## Work instructions
Set down the data that follows again, exactly as written.
BEGIN Task material
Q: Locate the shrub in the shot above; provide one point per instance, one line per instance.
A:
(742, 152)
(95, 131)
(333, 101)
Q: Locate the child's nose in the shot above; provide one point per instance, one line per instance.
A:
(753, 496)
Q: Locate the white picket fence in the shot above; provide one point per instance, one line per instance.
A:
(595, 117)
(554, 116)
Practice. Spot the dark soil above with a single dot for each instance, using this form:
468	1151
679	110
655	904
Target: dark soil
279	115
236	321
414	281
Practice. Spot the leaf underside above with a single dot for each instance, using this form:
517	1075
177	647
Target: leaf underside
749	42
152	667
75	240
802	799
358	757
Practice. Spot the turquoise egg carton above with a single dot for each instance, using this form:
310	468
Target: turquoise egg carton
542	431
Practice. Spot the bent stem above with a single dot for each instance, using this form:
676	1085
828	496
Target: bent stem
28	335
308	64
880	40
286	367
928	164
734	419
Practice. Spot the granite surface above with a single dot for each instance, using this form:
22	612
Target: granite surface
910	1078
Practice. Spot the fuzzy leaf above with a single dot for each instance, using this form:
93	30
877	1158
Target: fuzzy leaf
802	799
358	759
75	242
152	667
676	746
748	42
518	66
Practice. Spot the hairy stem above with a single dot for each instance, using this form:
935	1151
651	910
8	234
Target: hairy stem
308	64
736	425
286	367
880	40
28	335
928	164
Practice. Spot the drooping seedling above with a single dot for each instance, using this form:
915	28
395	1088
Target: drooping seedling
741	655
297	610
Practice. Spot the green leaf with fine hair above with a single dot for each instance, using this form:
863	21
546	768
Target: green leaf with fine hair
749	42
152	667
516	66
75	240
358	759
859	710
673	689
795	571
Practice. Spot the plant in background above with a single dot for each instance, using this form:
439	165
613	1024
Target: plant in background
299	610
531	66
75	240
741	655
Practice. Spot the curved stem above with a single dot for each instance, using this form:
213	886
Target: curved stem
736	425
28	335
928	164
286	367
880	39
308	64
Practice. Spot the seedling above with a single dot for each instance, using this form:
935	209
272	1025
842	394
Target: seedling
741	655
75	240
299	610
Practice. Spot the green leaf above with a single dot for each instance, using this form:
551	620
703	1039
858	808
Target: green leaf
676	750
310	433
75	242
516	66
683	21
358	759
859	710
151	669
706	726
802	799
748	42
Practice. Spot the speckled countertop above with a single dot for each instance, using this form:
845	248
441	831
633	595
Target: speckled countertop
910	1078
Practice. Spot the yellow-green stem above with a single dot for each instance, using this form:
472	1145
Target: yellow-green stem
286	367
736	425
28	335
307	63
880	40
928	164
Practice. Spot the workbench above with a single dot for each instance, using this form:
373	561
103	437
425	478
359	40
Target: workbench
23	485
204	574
END Task material
## Written solution
Q: Locate the shrub in the shot above; provide one point per instance, one line per instance.
A:
(742, 152)
(95, 131)
(333, 101)
Q: Locate the child's nose in the shot above; provide one point per instance, one line per instance.
A:
(753, 496)
Q: Locate the white picket fence in the shot above; provide one point per instance, one line per instance.
A:
(595, 117)
(554, 116)
Practice. Spot the dark soil above with a single dot for each instance, using this form:
468	1151
679	110
655	904
Target: dark soil
279	115
236	321
414	281
Practice. Spot the leaf underside above with a single dot for each instance, using this form:
517	1075
177	647
Target: leaf underside
749	42
152	667
75	240
802	799
358	757
Practice. Spot the turquoise egg carton above with a single dot for each instance, using this form:
310	468
Target: turquoise egg carton
542	431
Practice. Spot the bent stem above with a single dot for each instance, using this form:
676	1085
828	496
Target: bent stem
28	335
308	64
880	40
286	367
928	164
734	419
Practice. Spot the granite surface above with a single dot for each instance, using this form:
22	612
Target: granite surface
910	1078
Practice. Spot the fuzzy leaf above with a single dot for each instance, using this form:
93	30
877	1158
Target: fuzzy leaf
802	799
358	759
75	242
152	667
676	746
748	42
518	66
Practice. Spot the hairy stem above with a single dot for each instance, using this form:
935	1151
651	910
8	234
Target: hairy stem
308	64
736	425
286	367
880	40
28	335
928	164
Practice. Spot the drooping seedling above with a single dot for each instance, using this form:
915	28
395	1088
Target: drooping seedling
741	655
297	610
Practice. Spot the green leaf with fine hair above with a single dot for each instance, using this form:
863	21
546	768
Target: green leaf with fine hair
749	42
152	667
516	66
75	240
358	759
859	710
673	689
795	571
Practice. Spot the plant in background above with a single dot for each instance, using this form:
439	165
613	1024
Target: plant in background
299	610
531	66
75	240
741	655
Practice. Spot the curved stem above with a single dot for each instance, using this form:
213	886
Target: curved stem
736	425
28	335
928	164
286	367
880	39
308	64
Practice. Spot the seedling above with a single dot for each instance, using this form:
935	209
272	1025
842	394
Target: seedling
741	655
75	240
299	610
Practice. Spot the green leaf above with a single dot for each instance, using this form:
551	620
703	1039
858	808
Target: green leaf
676	750
310	433
75	242
516	66
683	21
358	759
859	710
151	669
706	726
802	799
748	42
Practice. Spot the speckled countertop above with a single dot for each instance, using this form:
845	248
441	831
633	595
Target: speckled countertop
910	1078
Practice. Spot the yellow-green stem above with a single dot for each instance, using this form:
472	1145
Target: yellow-green stem
286	367
736	425
28	335
307	63
880	40
928	164
Practice. Spot the workbench above with a single dot for each instance, using this form:
373	561
103	437
425	478
359	40
Target: workbench
23	485
204	574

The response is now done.